▶ _SUPPLIED TEXT_
---------------

Tuesday, March 19, 2019

A Little More Light - Part 1

Wednesday, March 20, 2019

Come now, and let us reason together, saith the Lord….  Isaiah 1:18a(KJV)

Albert Outler was a Methodist scholar who, in 1964 first coined the phrase Wesleyan Quadrilateral.  He understood John Wesley to have a system of understanding God through four connected sources available to humans, Scripture, Tradition, Reason, and Experience.  Of the Wesleyan tribe, the United Methodist Church is one descendant that still (in various degrees) holds to this theological approach, which is laid-out quite clearly in its book of faith and practice, The Discipline:
Wesley believed that the living core of the Christian faith was revealed in Scripture, illumined by tradition, vivified in personal experience, and confirmed by reason. Scripture [however] is primary, revealing the Word of God 'so far as it is necessary for our salvation.[iii]
For the next few days I’d like for us to talk about these as a means of doing theology…the human activity of thinking about God.  And, while Scripture is primary (supreme in Wesley’s words), we begin today with Reason.

---------------

▶ _EXERCISE TASK_
According to the passage on the Wesleyan Quadrilateral, in what year did Albert Outler first coin that phrase?

▶ _MATERIAL SUPPLIED_
---------------

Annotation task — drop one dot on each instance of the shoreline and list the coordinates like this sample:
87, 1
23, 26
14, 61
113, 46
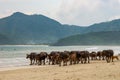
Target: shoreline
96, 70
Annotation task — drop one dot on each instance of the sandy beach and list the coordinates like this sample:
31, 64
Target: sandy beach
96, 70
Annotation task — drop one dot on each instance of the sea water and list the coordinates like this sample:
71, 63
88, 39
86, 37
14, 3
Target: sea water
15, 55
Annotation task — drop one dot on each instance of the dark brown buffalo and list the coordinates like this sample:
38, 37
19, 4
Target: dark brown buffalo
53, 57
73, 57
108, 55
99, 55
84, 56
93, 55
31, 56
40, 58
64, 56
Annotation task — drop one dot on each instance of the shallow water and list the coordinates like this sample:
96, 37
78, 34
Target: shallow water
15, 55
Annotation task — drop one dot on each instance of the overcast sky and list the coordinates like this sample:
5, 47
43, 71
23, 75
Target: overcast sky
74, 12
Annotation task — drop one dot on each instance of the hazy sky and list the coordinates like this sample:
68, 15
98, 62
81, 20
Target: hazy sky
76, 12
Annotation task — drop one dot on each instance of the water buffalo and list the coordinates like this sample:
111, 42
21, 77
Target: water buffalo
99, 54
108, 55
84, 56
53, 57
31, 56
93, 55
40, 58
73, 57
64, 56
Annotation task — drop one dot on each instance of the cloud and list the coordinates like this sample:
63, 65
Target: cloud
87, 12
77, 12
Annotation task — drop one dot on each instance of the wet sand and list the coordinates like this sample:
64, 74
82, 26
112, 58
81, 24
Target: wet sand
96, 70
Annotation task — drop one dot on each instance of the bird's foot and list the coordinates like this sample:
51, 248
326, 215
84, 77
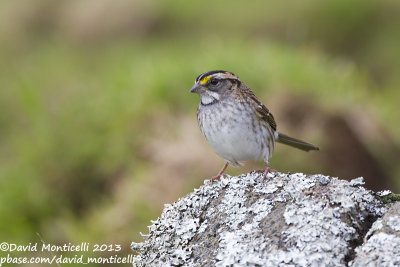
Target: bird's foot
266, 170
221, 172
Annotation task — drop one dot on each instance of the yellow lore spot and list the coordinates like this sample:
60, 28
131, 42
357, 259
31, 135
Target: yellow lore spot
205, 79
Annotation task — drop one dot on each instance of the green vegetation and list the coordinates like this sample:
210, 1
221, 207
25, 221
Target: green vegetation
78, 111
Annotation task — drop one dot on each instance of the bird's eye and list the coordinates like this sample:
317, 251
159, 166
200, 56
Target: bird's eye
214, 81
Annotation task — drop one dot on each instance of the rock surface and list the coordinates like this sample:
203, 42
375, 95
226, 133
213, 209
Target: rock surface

---------------

▶ _FINISHED TASK_
1964